DATA LINES:
------------------------

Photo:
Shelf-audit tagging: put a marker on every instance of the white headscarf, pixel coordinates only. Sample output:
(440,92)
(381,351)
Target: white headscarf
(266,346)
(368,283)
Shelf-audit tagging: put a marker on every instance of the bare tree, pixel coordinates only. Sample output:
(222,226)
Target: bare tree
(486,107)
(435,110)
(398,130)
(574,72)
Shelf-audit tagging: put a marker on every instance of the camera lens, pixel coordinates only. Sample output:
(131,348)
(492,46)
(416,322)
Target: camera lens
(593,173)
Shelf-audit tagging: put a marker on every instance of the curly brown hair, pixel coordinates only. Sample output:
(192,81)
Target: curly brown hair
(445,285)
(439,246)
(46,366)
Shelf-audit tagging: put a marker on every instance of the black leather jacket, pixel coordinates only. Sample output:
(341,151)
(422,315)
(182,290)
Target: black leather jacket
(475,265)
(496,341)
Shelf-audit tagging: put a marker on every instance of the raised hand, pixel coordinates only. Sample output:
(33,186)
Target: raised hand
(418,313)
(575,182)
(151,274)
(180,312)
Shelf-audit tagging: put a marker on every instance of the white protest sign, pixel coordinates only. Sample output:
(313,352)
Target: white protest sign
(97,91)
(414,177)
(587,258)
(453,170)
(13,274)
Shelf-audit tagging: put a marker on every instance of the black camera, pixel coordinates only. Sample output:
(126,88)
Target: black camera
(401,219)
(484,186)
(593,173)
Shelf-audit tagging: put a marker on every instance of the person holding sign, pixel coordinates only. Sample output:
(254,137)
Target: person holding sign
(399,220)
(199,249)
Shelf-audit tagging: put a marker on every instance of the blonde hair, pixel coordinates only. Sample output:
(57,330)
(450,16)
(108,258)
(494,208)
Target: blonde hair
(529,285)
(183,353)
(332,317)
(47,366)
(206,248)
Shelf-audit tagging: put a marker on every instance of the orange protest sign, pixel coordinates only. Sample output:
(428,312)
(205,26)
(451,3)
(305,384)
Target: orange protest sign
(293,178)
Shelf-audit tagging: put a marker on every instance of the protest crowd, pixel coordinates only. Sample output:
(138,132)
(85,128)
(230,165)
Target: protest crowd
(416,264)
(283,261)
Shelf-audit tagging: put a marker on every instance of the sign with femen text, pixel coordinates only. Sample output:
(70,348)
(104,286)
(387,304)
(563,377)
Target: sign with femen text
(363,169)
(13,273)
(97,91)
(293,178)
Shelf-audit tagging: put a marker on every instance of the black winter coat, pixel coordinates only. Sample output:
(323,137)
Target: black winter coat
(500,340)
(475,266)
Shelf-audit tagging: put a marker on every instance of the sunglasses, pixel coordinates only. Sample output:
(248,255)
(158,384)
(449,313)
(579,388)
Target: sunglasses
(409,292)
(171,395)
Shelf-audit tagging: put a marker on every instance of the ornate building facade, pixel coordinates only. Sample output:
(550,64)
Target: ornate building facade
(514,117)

------------------------

THE PROBLEM:
Give the material above as a Markdown table with two columns, Row and Entry. Number each line in order and put the line itself beside its number, leaving out any blank lines.

RESULT:
| Row | Entry |
|---|---|
| 1 | Photo: |
| 2 | Shelf-audit tagging: put a marker on every instance of the white headscarf, pixel coordinates only. Sample output: |
| 3 | (440,92) |
| 4 | (381,351) |
| 5 | Target: white headscarf |
| 6 | (266,346) |
| 7 | (368,283) |
| 8 | Shelf-audit tagging: put a marker on every instance of the bare tree, pixel coordinates only. Sample output: |
| 9 | (222,226) |
| 10 | Target: bare tree |
| 11 | (486,107) |
| 12 | (435,110) |
| 13 | (398,130) |
| 14 | (574,72) |
| 15 | Shelf-audit tagging: put a marker on every instance of the camera lens, pixel coordinates only. Sample output: |
| 16 | (131,348) |
| 17 | (492,46) |
| 18 | (416,322) |
| 19 | Target: camera lens |
| 20 | (593,173) |
| 21 | Shelf-audit tagging: put a marker on every instance of the curly brown hair, pixel coordinates only. Sample output: |
| 22 | (192,81) |
| 23 | Target: curly brown hair |
| 24 | (445,285) |
| 25 | (439,246) |
| 26 | (46,366) |
| 27 | Shelf-audit tagging: put a marker on every instance of the black leather jacket, pixel coordinates only. Sample output: |
| 28 | (341,151) |
| 29 | (422,315) |
| 30 | (182,290) |
| 31 | Target: black leather jacket |
| 32 | (475,265) |
| 33 | (496,341) |
| 34 | Shelf-audit tagging: put a marker on every instance of the raised hand, pixel coordinates only. Sample output: |
| 35 | (33,186) |
| 36 | Target: raised hand |
| 37 | (418,313) |
| 38 | (575,182) |
| 39 | (151,274) |
| 40 | (180,312) |
| 41 | Shelf-audit tagging: put a marker on every instance of the white protest sign, pixel coordinates only. Sample output: |
| 42 | (313,352) |
| 43 | Target: white protest sign |
| 44 | (97,91) |
| 45 | (414,177) |
| 46 | (587,258) |
| 47 | (453,170) |
| 48 | (13,274) |
| 49 | Shelf-audit tagging: put a marker on every instance of the black camera, pixel coordinates only. Sample output: |
| 50 | (126,88) |
| 51 | Target: black camera |
| 52 | (401,219) |
| 53 | (484,186) |
| 54 | (593,173) |
| 55 | Shelf-audit tagging: put a marker on every instance of the person holding sign, pixel coordinates only. Sample output: |
| 56 | (254,137) |
| 57 | Target: person holding sign |
| 58 | (399,220) |
| 59 | (199,249) |
| 60 | Shelf-audit tagging: put a marker on every instance of the blonde hair, pixel coordinates only. Sample output: |
| 61 | (57,330) |
| 62 | (450,16) |
| 63 | (108,258) |
| 64 | (494,208) |
| 65 | Target: blonde hair |
| 66 | (529,285) |
| 67 | (183,353) |
| 68 | (332,317) |
| 69 | (47,366) |
| 70 | (206,248) |
| 71 | Shelf-audit tagging: put a marker on every instance of the orange protest sign, pixel coordinates only. Sample output: |
| 72 | (428,312) |
| 73 | (205,26) |
| 74 | (451,3) |
| 75 | (305,384) |
| 76 | Target: orange protest sign |
| 77 | (293,178) |
| 78 | Shelf-audit tagging: put a marker on every instance of the protest crowd, pixel coordinates only. Sample output: |
| 79 | (138,132) |
| 80 | (85,128) |
| 81 | (230,165) |
| 82 | Target: protest crowd |
| 83 | (416,264) |
| 84 | (283,261) |
| 85 | Shelf-audit tagging: put a marker on every instance of the sign with femen text, pixel coordinates only. Sample output: |
| 86 | (70,348) |
| 87 | (104,286) |
| 88 | (387,304) |
| 89 | (563,377) |
| 90 | Target: sign with femen text |
| 91 | (363,169) |
| 92 | (13,273) |
| 93 | (97,91) |
| 94 | (293,178) |
| 95 | Shelf-audit tagging: put a marker on every instance of the black winter coat, pixel coordinates only. Sample output: |
| 96 | (323,137) |
| 97 | Target: black winter coat |
| 98 | (500,340) |
| 99 | (475,266) |
| 100 | Shelf-audit tagging: put a marker on every instance of the sunglasses, pixel coordinates only. Sample output: |
| 101 | (248,255) |
| 102 | (158,384) |
| 103 | (449,313) |
| 104 | (579,388) |
| 105 | Target: sunglasses |
| 106 | (409,292) |
| 107 | (171,395) |
| 108 | Shelf-audit tagging: put a marker on every instance of the ornate building facade, pixel coordinates only. Sample output: |
| 109 | (550,64) |
| 110 | Target: ornate building facade |
| 111 | (514,117) |